[Data lines]

+ + + +

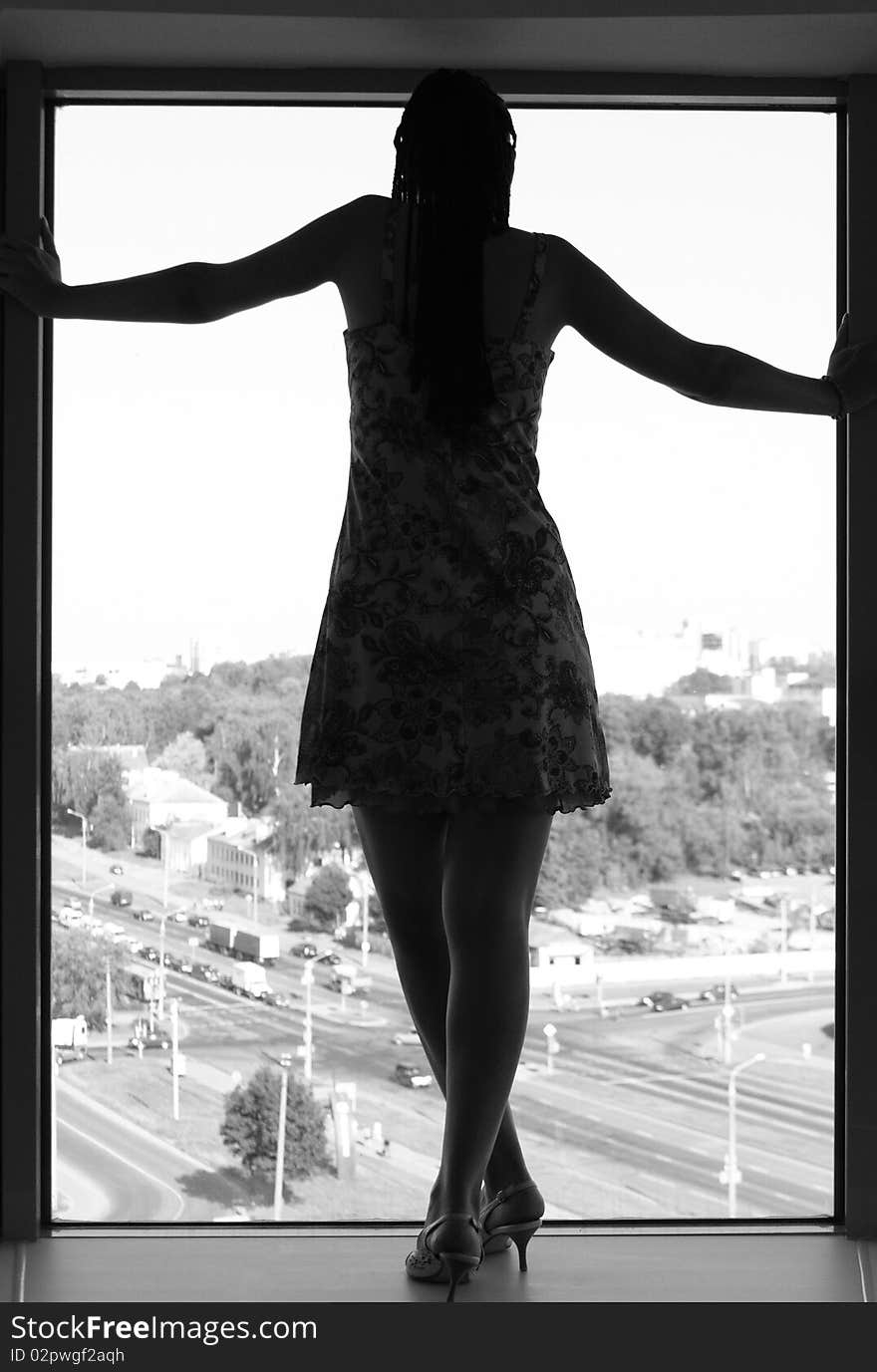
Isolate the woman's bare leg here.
[352,805,550,1219]
[431,803,553,1215]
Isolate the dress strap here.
[512,233,547,339]
[380,201,400,324]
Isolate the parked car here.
[164,954,193,976]
[290,943,320,958]
[700,981,739,1000]
[640,990,688,1014]
[393,1062,433,1088]
[128,1029,170,1051]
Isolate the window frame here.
[0,62,877,1240]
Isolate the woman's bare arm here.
[550,237,837,414]
[55,262,199,324]
[0,196,375,324]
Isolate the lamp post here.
[67,807,88,885]
[302,963,314,1081]
[779,896,789,986]
[727,1052,764,1220]
[51,1048,61,1219]
[542,1025,560,1071]
[105,954,113,1067]
[157,915,167,1019]
[170,996,181,1120]
[274,1052,292,1220]
[88,881,116,918]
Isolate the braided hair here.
[391,67,517,428]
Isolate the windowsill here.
[0,1224,877,1305]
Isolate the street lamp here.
[725,1052,765,1220]
[302,963,314,1081]
[88,881,116,920]
[542,1025,560,1071]
[67,807,88,885]
[274,1052,292,1220]
[157,915,167,1019]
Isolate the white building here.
[204,819,287,902]
[530,937,594,990]
[52,655,189,690]
[127,767,228,848]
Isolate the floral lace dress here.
[295,204,611,812]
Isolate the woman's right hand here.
[826,314,877,412]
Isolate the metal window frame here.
[0,62,877,1240]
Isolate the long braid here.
[393,69,516,428]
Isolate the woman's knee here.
[353,805,446,937]
[441,811,553,940]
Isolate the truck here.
[204,920,280,967]
[52,1015,88,1067]
[232,961,270,1000]
[649,887,698,925]
[131,968,162,1001]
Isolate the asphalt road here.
[54,850,834,1222]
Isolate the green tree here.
[219,1066,331,1183]
[152,728,212,789]
[91,792,131,852]
[305,863,353,929]
[52,929,134,1029]
[665,667,732,695]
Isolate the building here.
[67,743,149,782]
[127,767,228,848]
[52,653,188,690]
[530,936,594,990]
[204,819,287,902]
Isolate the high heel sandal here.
[405,1211,484,1300]
[479,1182,545,1271]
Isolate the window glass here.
[52,106,836,1224]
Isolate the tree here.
[52,929,134,1029]
[91,792,131,852]
[305,863,353,929]
[219,1066,330,1182]
[665,667,732,695]
[153,728,211,789]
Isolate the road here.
[49,845,834,1220]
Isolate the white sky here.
[54,107,836,669]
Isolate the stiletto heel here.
[405,1211,484,1300]
[439,1252,477,1300]
[512,1220,542,1271]
[480,1182,545,1271]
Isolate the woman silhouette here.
[0,70,877,1300]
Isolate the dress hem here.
[294,778,612,815]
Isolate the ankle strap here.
[480,1182,538,1224]
[423,1211,479,1243]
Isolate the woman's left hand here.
[0,217,63,316]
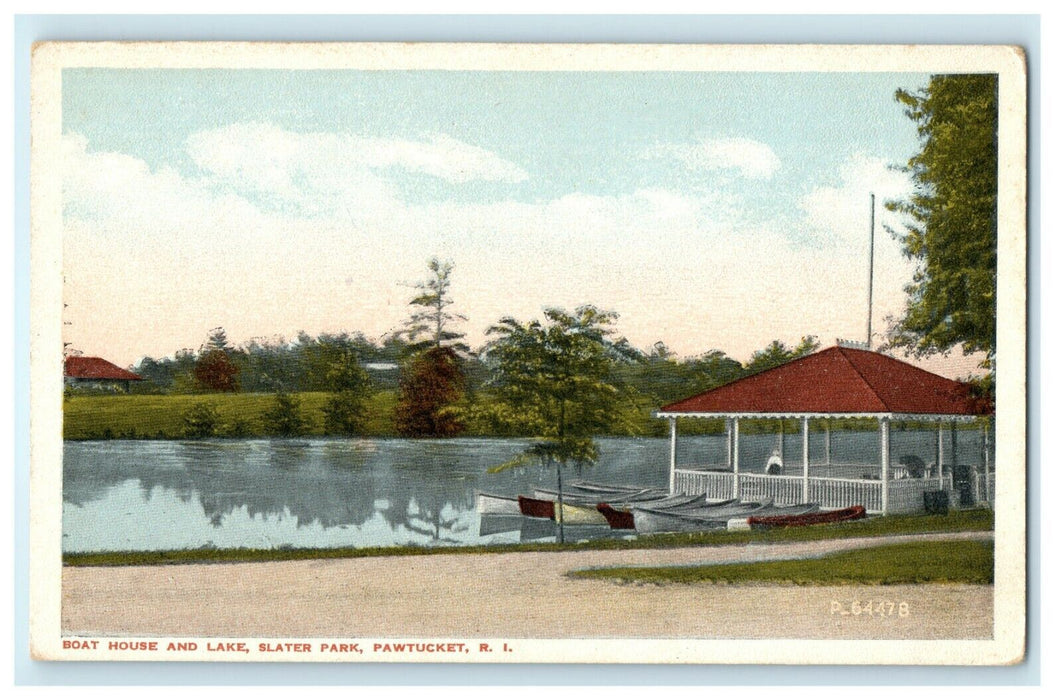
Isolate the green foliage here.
[321,389,367,436]
[886,74,998,362]
[262,392,308,438]
[395,346,464,438]
[744,336,820,375]
[486,306,636,471]
[181,402,221,438]
[63,391,395,440]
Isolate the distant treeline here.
[64,328,836,440]
[122,329,820,407]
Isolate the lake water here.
[63,431,979,552]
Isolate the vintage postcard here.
[31,42,1026,665]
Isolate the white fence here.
[674,469,964,513]
[808,477,881,513]
[674,469,734,500]
[974,472,995,508]
[739,474,804,506]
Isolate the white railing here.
[674,467,964,513]
[889,477,947,513]
[740,474,804,506]
[674,469,734,500]
[976,472,995,508]
[808,477,881,513]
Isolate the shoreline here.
[62,532,993,639]
[63,509,995,567]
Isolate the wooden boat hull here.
[476,492,520,515]
[749,506,867,529]
[553,503,609,525]
[516,496,554,519]
[631,500,771,534]
[597,496,704,530]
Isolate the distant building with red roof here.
[660,345,991,421]
[655,345,994,513]
[63,356,143,392]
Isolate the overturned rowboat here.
[749,506,867,529]
[476,492,520,515]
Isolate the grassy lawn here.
[568,542,994,585]
[63,510,993,566]
[63,391,395,440]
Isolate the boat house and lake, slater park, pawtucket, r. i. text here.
[31,42,1026,665]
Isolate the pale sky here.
[63,69,976,376]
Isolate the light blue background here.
[14,15,1041,685]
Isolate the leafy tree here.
[405,258,468,352]
[395,258,468,438]
[886,74,998,362]
[321,390,367,436]
[192,328,240,392]
[674,349,743,398]
[395,347,464,438]
[294,334,370,393]
[744,336,820,374]
[181,402,221,438]
[262,392,308,438]
[486,306,636,542]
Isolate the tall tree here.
[886,74,998,362]
[486,306,635,542]
[405,258,468,352]
[192,327,240,392]
[395,258,468,438]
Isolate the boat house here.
[655,345,995,514]
[63,356,143,392]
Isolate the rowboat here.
[516,496,555,519]
[749,506,867,529]
[517,496,609,525]
[479,513,530,537]
[533,484,668,505]
[476,492,520,515]
[631,499,772,533]
[597,495,717,530]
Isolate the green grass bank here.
[63,509,994,566]
[63,391,396,440]
[568,541,994,585]
[63,390,976,440]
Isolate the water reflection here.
[63,436,976,551]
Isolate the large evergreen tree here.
[395,258,468,438]
[886,74,998,362]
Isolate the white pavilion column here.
[878,419,891,515]
[723,419,734,469]
[667,415,679,493]
[732,419,741,498]
[801,415,811,503]
[937,421,944,491]
[826,419,830,476]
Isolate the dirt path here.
[63,532,993,639]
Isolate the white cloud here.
[187,123,528,211]
[645,138,782,180]
[800,155,912,246]
[64,132,972,378]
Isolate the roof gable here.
[63,356,143,381]
[661,346,984,415]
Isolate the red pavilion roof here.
[660,346,991,416]
[63,357,143,381]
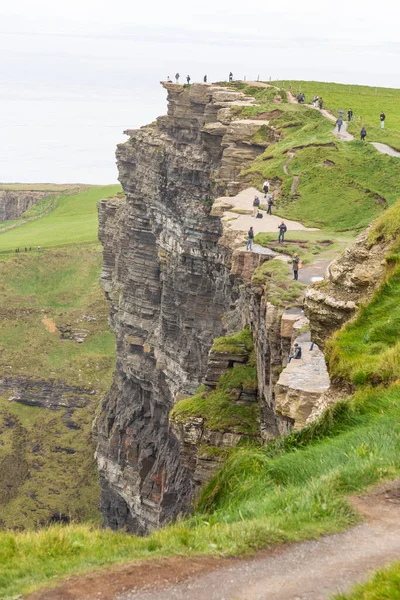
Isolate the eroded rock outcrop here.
[96,84,338,534]
[97,84,280,533]
[0,190,49,221]
[305,228,391,347]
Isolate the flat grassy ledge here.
[170,365,259,437]
[0,385,400,600]
[211,329,253,354]
[332,562,400,600]
[251,260,304,306]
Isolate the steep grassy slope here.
[332,563,400,600]
[276,81,400,150]
[0,185,121,252]
[230,87,400,231]
[0,207,400,597]
[0,83,400,598]
[0,186,120,528]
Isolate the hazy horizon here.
[0,0,400,184]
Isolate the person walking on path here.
[246,227,254,250]
[253,196,260,217]
[278,221,287,244]
[292,253,300,281]
[288,342,301,363]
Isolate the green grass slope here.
[0,186,120,529]
[230,86,400,231]
[0,185,121,252]
[276,81,400,150]
[332,563,400,600]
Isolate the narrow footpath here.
[26,480,400,600]
[287,92,400,158]
[119,482,400,600]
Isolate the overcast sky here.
[0,0,400,182]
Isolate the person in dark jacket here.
[267,194,274,215]
[288,342,301,363]
[292,253,300,281]
[253,196,260,217]
[278,221,287,243]
[246,227,254,250]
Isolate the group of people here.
[167,71,233,85]
[313,94,324,110]
[15,246,40,254]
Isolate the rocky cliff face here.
[305,229,392,345]
[0,190,49,221]
[96,84,338,534]
[97,84,276,533]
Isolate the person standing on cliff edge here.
[278,221,287,244]
[292,253,300,281]
[246,227,254,250]
[253,196,260,217]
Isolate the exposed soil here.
[42,315,57,333]
[28,480,400,600]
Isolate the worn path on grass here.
[287,92,400,158]
[28,480,400,600]
[213,187,318,237]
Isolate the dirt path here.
[27,480,400,600]
[115,482,400,600]
[213,187,317,237]
[370,142,400,158]
[287,92,400,158]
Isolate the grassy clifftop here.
[230,84,400,231]
[0,186,120,528]
[0,81,400,598]
[276,81,400,150]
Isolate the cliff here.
[97,84,276,533]
[0,190,49,222]
[96,84,330,534]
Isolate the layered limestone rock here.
[97,84,278,533]
[0,190,49,221]
[305,229,391,346]
[96,83,338,534]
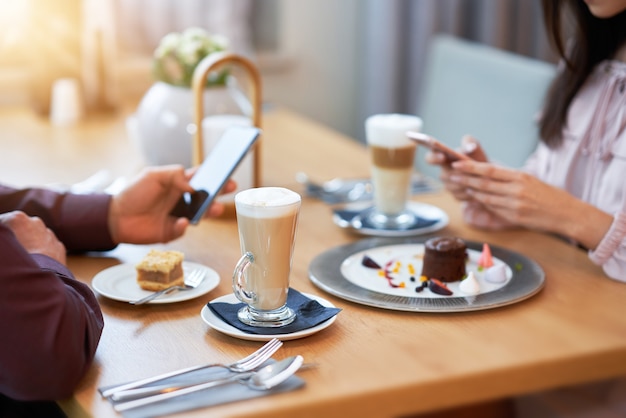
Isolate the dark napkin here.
[98,359,305,418]
[207,288,341,335]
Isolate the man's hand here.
[109,166,236,244]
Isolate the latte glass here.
[365,113,422,230]
[233,187,301,327]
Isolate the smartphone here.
[170,126,261,224]
[406,131,471,162]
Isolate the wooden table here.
[0,105,626,418]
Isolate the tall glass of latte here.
[233,187,301,327]
[365,113,422,230]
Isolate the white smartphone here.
[170,126,261,224]
[406,131,471,162]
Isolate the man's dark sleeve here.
[0,224,104,400]
[0,185,115,251]
[0,186,115,401]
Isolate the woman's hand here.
[109,166,236,244]
[447,160,613,249]
[426,135,487,201]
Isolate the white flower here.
[153,27,228,87]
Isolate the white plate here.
[91,261,220,303]
[333,202,449,237]
[200,293,337,341]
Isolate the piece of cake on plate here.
[135,250,185,291]
[422,237,467,283]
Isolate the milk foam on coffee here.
[365,113,422,215]
[235,187,300,218]
[235,187,301,311]
[365,113,422,148]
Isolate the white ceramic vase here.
[127,82,250,167]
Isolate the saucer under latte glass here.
[233,187,301,327]
[362,113,422,230]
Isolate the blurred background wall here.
[0,0,553,140]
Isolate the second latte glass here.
[365,113,422,230]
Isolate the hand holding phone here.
[406,131,471,162]
[170,126,261,224]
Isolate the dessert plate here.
[200,293,337,341]
[91,261,220,304]
[333,202,448,237]
[309,237,545,312]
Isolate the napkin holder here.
[191,52,261,187]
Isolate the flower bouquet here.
[152,28,228,87]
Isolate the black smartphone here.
[406,131,471,162]
[170,126,261,224]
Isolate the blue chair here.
[416,35,556,177]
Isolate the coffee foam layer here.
[235,187,301,218]
[365,113,422,148]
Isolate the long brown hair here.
[539,0,626,147]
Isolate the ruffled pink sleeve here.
[589,212,626,282]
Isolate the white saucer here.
[333,202,449,237]
[200,293,337,341]
[91,261,220,303]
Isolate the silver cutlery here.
[129,270,206,305]
[113,356,303,412]
[101,338,283,398]
[296,172,440,205]
[109,363,317,402]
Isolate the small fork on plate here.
[129,269,206,305]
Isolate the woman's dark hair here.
[539,0,626,147]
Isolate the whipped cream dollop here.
[485,263,506,283]
[459,271,480,295]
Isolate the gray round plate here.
[309,235,545,312]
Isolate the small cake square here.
[135,250,185,291]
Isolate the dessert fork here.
[100,338,283,398]
[129,269,206,305]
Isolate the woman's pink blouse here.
[465,61,626,281]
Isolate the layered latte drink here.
[365,114,422,227]
[233,187,301,326]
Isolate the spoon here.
[113,356,303,412]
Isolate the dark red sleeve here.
[0,224,103,400]
[0,185,115,251]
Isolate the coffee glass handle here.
[233,251,257,305]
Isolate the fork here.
[129,270,206,305]
[100,338,283,398]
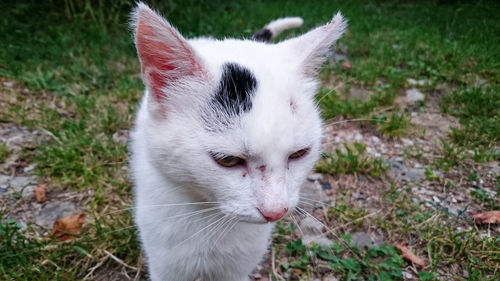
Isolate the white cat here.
[130,3,346,281]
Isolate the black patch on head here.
[212,63,257,118]
[253,28,273,42]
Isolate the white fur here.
[130,3,344,281]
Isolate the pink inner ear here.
[136,18,201,101]
[136,22,175,100]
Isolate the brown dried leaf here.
[394,242,425,268]
[35,184,47,203]
[52,213,85,241]
[472,211,500,224]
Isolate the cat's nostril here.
[258,208,288,222]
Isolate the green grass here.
[0,0,500,280]
[442,84,500,161]
[0,142,10,163]
[316,142,388,177]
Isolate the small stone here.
[342,60,352,70]
[406,168,426,181]
[24,163,36,173]
[402,271,413,280]
[35,201,78,228]
[302,235,333,247]
[322,275,339,281]
[406,78,429,86]
[448,207,458,216]
[3,81,14,88]
[406,88,425,104]
[307,173,323,181]
[300,217,323,234]
[21,184,36,197]
[320,181,332,190]
[9,176,36,193]
[349,88,370,100]
[351,232,373,248]
[401,138,415,146]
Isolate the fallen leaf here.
[472,211,500,224]
[394,242,425,268]
[52,213,85,241]
[342,61,352,70]
[35,184,47,203]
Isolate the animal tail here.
[253,17,304,42]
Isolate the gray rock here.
[351,232,373,248]
[35,201,77,228]
[5,176,36,196]
[349,88,371,100]
[302,235,333,247]
[406,88,425,104]
[370,232,384,247]
[386,160,426,182]
[307,173,323,181]
[21,184,36,197]
[321,275,339,281]
[402,271,413,280]
[406,78,429,86]
[300,217,324,234]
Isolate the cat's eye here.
[288,148,309,160]
[210,153,245,167]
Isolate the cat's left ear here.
[131,2,206,103]
[280,12,347,76]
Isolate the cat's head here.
[132,3,346,223]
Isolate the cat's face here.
[134,5,344,223]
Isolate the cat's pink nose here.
[259,208,288,222]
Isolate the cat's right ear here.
[131,2,205,102]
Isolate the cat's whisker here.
[102,202,220,215]
[299,198,330,207]
[296,206,361,259]
[290,214,316,264]
[184,209,221,224]
[212,214,236,248]
[172,215,226,249]
[203,214,232,244]
[325,118,388,126]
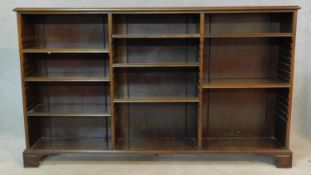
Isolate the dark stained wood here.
[203,79,290,89]
[113,97,199,103]
[23,48,109,54]
[15,6,299,168]
[112,63,200,68]
[25,77,109,82]
[112,34,200,39]
[203,137,283,151]
[31,137,108,150]
[27,104,110,117]
[275,153,293,168]
[204,33,293,38]
[14,6,300,14]
[117,137,196,151]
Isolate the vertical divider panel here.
[198,13,205,148]
[285,10,297,149]
[17,13,30,149]
[108,13,116,149]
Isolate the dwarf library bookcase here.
[15,6,299,167]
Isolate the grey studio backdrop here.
[0,0,311,164]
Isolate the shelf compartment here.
[28,116,111,151]
[117,137,197,151]
[205,12,293,35]
[24,53,109,79]
[113,14,199,35]
[116,103,198,150]
[204,38,292,83]
[112,34,200,39]
[113,38,199,64]
[23,48,109,54]
[203,79,290,89]
[22,14,108,52]
[24,76,110,82]
[25,82,110,117]
[112,63,200,68]
[114,68,198,99]
[113,97,199,103]
[27,104,111,117]
[204,33,293,38]
[203,88,289,147]
[30,137,109,151]
[202,137,284,152]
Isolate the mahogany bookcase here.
[15,6,299,167]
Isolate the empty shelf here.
[203,79,290,89]
[205,33,293,38]
[112,34,200,39]
[27,104,110,117]
[31,137,108,151]
[112,63,199,68]
[25,76,109,82]
[117,137,196,151]
[203,137,283,152]
[23,48,109,54]
[113,97,199,103]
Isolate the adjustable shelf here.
[204,33,293,39]
[24,77,110,82]
[17,6,299,167]
[23,48,109,54]
[112,34,200,39]
[203,79,290,89]
[113,97,199,103]
[112,63,200,68]
[27,104,111,117]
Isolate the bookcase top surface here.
[14,6,300,13]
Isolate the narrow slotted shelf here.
[203,79,290,89]
[113,97,199,103]
[23,48,109,53]
[27,104,111,117]
[204,33,293,38]
[31,137,109,152]
[112,34,200,39]
[112,63,199,68]
[25,76,110,82]
[202,137,283,152]
[117,137,196,151]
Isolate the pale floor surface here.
[0,134,311,175]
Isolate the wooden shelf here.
[117,137,196,151]
[113,97,199,103]
[23,48,109,54]
[30,137,109,152]
[112,34,200,39]
[204,33,293,38]
[25,76,110,82]
[202,137,283,152]
[112,63,199,68]
[27,104,111,117]
[203,79,290,89]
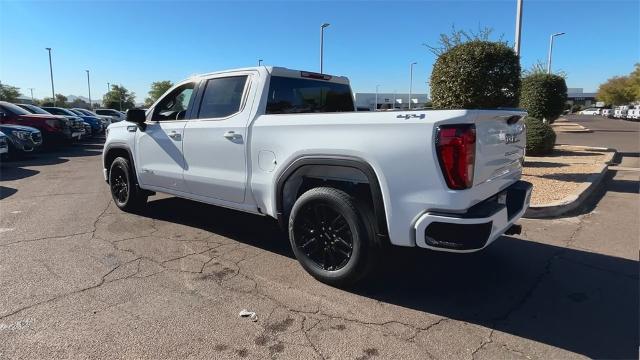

+ + + +

**Given task:** Transcribe the listing above without changes, starting at the line "Isolate the cat's whisker here." and continuing through the end of the listing, with both of those included. Leave out the pictures.

**Solution for this exercise:**
Isolate the cat's whisker here.
[102,202,220,215]
[299,198,330,207]
[296,206,361,259]
[290,214,316,264]
[184,209,221,224]
[212,214,236,248]
[172,215,226,249]
[203,214,232,244]
[325,118,388,126]
Isolate the dark stained wood here.
[203,79,290,89]
[113,97,199,103]
[23,48,109,54]
[15,6,299,168]
[112,63,200,68]
[25,77,109,82]
[112,34,200,39]
[203,137,283,151]
[31,137,108,150]
[27,104,110,117]
[275,153,293,168]
[204,33,293,38]
[14,6,300,14]
[117,137,196,151]
Isolate the vertical divider panel here.
[198,13,205,148]
[285,10,297,149]
[17,13,30,149]
[108,13,116,149]
Isolate the dwarf library bookcase here.
[15,6,299,167]
Isolate the grey studio backdrop here.
[0,0,311,164]
Isolate the shelf compartment here.
[28,116,111,151]
[117,137,197,151]
[205,12,293,35]
[24,53,109,79]
[113,14,199,35]
[116,103,198,150]
[204,38,292,83]
[112,34,200,39]
[113,38,199,64]
[23,48,109,54]
[203,79,290,89]
[22,14,108,52]
[24,76,110,82]
[25,82,110,117]
[112,63,200,68]
[114,68,198,99]
[113,97,199,103]
[27,104,111,117]
[204,33,293,38]
[203,88,289,147]
[30,137,109,151]
[202,137,284,152]
Isolate the mahogany bookcase here.
[15,6,299,167]
Isolate the empty shelf here.
[203,79,290,89]
[205,33,293,38]
[112,34,200,39]
[27,104,110,117]
[31,137,108,151]
[112,63,199,68]
[25,76,109,82]
[117,137,196,151]
[203,137,283,152]
[23,48,109,54]
[113,97,199,103]
Isolate the adjustable shelf here.
[204,33,293,39]
[24,77,110,82]
[17,6,299,167]
[23,48,109,54]
[112,34,200,39]
[203,79,290,89]
[113,97,199,103]
[112,63,200,68]
[27,104,111,117]
Isolate the bookcase top surface here.
[14,6,300,13]
Isolate the narrow slotted shelf here.
[203,79,290,89]
[113,97,199,103]
[23,48,109,53]
[27,104,111,117]
[204,33,293,38]
[31,137,109,152]
[112,34,200,39]
[112,63,199,68]
[25,76,110,82]
[202,137,283,152]
[117,137,196,151]
Isolate the pale floor surface here.
[0,134,311,175]
Isolate the wooden shelf here.
[117,137,196,151]
[113,97,199,103]
[23,48,109,54]
[30,137,109,152]
[112,34,200,39]
[204,33,293,38]
[25,76,110,82]
[202,137,283,152]
[112,63,199,68]
[27,104,111,117]
[203,79,290,89]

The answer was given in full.